(INSTRUÇÕES): Segundo o texto fornecido, quais são as três partes ontológicas do ser humano?

(TEXTO FORNECIDO):
Os dois Jacks que amamos

Correndo o risco de sermos tratados como idólatras pela velha mentalidade reformada que vê qualquer louvor ao semelhante como uma recriação do politeísmo (coisa que Lewis criticou no “Mere Christianity”), esta Escola procura aqui esclarecer de vez esta questão…

Quanto mais o tempo passa e nos aproxima do fim de todas as coisas, mais temos ampliada a certeza de que CS Lewis é a ponta do iceberg de um colossal universo de mistérios, sobre os quais ele próprio teve ingentes dificuldades de explicar e explicitar. Na verdade ele representa duas realidades distintas, mas intimamente ligadas entre si e entre ele e Deus. Refiro-me primeiro à realidade pessoal dele (sua profissão, amizades, família, casa, patrimônio, situação financeira, etc) e segundo, à realidade espiritual dele, da qual pouco se conhece (a julgar por até onde ele foi), apesar de tantos amigos íntimos e inteligentes que tinha.

Do primeiro Jack não iremos tratar aqui. Cremos que para nosso propósito, seria assim como “chover no molhado”, pois até hoje é aquele Jack que todos descrevem e é sobre ele que foram escritos dezenas, senão centenas de livros. Porém falar sobre o segundo Jack é raro e muito mais difícil, e é justamente nesta matéria que cremos poder servir melhor a Deus e aos lewisianos deste país.

2 Lewis que amamosSeguindo certa parte da doutrina cristã chamada “Tricotomia”, temos que adiantar que não é possível falar do segundo Jack sem pontuar que o ser humano é constituído de 3 (três) realidades distintas, que deveriam ser, além de distintas, unidas, assim como é a Santíssima Trindade. Com efeito, as três partes ontológicas do Homem, seu corpo, sua mente e sua alma (que Paulo chamou de corpo, alma e espírito – I Ts 5,23: Id, Ego e Superego?), tornam a Ontologia, a Teologia e sobretudo a Antropologia Filosófica assuntos por demais complexos, se alguém quiser chegar à realidade última ou mais profunda do ser humano. É neste sentido que iremos, no presente artigo, desenvolver o nosso argumento a respeito daquele lado mais obscuro, digamos assim, de CS Lewis, aqui chamado de “2o Jack”.

Em seu lado conhecido (o 1o Jack), Lewis já possuía certas características que o distinguiam, por assim dizer, da maioria dos mortais terrestres. Refiro-me à sua prodigiosa inteligência e à genialidade de seu cérebro na área relacionada ao domínio da linguagem e da imaginação (aliás, uma coisa não pode prescindir da outra, segundo tudo o que descobrimos estudando outros gênios escritores). As mais recentes pesquisas da fisiologia cerebral dão como certo que quanto mais desenvolvida ou bem dotada for a área da linguagem, maior capacidade tem de fazer abstrações e com isso abrir o “horizonte visual”, que acaba parecendo, para os cérebros comuns, mero exercício da imaginação, embora uma coisa sirva à outra e vice-versa. Ou seja, por conhecer demais a “arte de comunicar com perfeição” aquilo que lhe chegava à mente, abriu a imaginação ao extremo de adentrar, com ele, nos mundos invisíveis daquela, cuja realidade é, segundo ele mesmo pôde comprovar, maior e mais completa do que as “tênues paragens” onde perambulam os corpos de matéria tridimensional (que nem chegam a ser “sólidos”, como Jack revelou no livro “The Great Divorce”).

(LISTAGEM):
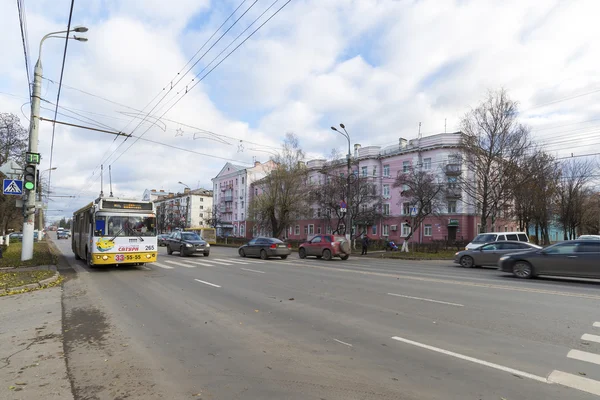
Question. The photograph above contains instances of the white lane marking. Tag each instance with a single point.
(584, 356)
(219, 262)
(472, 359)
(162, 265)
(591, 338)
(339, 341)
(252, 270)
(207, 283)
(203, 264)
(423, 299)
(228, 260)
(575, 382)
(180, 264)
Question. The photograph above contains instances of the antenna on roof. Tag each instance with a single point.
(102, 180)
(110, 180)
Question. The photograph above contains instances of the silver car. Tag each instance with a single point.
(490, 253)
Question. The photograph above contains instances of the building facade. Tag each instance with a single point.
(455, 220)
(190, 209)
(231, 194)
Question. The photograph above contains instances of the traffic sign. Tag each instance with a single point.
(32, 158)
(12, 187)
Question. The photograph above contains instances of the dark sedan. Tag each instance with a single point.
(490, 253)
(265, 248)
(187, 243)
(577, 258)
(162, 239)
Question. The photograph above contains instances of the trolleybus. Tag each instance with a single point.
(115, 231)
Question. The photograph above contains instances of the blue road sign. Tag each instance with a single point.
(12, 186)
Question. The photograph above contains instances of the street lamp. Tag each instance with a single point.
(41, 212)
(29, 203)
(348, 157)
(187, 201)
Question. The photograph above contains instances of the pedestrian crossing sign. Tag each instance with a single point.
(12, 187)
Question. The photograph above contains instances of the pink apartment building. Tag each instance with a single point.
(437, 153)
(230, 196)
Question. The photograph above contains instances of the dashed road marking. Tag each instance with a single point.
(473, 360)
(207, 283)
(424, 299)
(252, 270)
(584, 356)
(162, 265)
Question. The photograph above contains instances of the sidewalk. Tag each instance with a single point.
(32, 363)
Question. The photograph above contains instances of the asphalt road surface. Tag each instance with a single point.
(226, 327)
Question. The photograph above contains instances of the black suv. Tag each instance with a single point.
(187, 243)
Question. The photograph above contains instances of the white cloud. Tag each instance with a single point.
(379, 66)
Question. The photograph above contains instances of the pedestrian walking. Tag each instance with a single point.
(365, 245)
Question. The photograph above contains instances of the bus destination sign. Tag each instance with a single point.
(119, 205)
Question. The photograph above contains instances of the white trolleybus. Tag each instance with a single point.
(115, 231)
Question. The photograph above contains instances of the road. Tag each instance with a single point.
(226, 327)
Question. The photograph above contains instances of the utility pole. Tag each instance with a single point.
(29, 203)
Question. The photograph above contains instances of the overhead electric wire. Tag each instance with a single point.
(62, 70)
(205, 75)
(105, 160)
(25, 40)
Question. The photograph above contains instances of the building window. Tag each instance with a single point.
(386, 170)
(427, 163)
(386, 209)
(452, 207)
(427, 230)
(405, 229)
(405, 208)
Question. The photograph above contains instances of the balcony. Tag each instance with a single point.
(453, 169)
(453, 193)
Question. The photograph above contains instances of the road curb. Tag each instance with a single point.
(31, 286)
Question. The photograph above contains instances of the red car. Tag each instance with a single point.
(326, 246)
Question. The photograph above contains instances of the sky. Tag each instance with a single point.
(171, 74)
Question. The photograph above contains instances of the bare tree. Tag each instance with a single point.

...

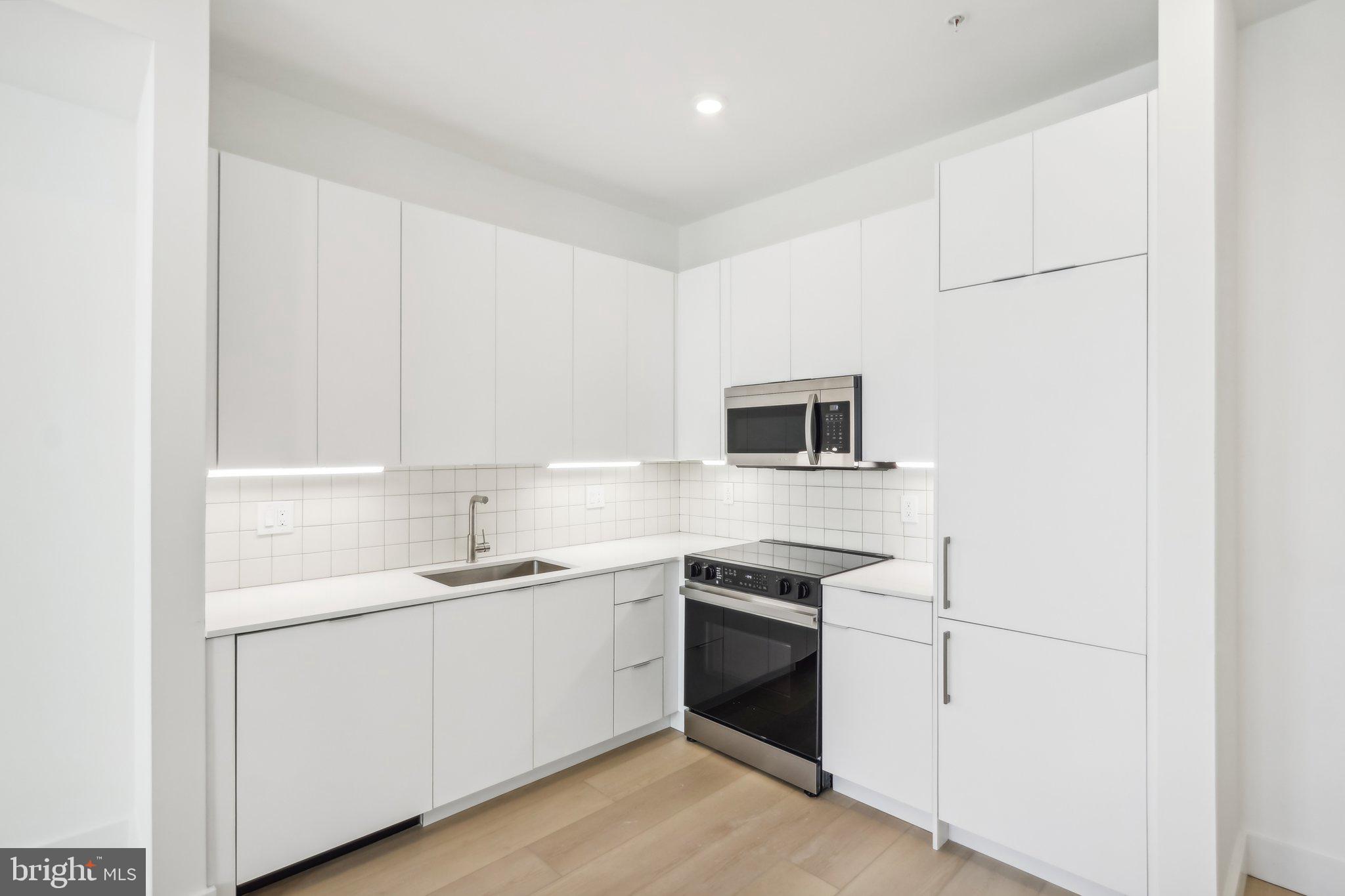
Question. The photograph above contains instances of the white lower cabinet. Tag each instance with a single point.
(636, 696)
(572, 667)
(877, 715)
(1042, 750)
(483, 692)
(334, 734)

(RESPOSTA DO EXERCÍCIO): Corpo, mente e alma.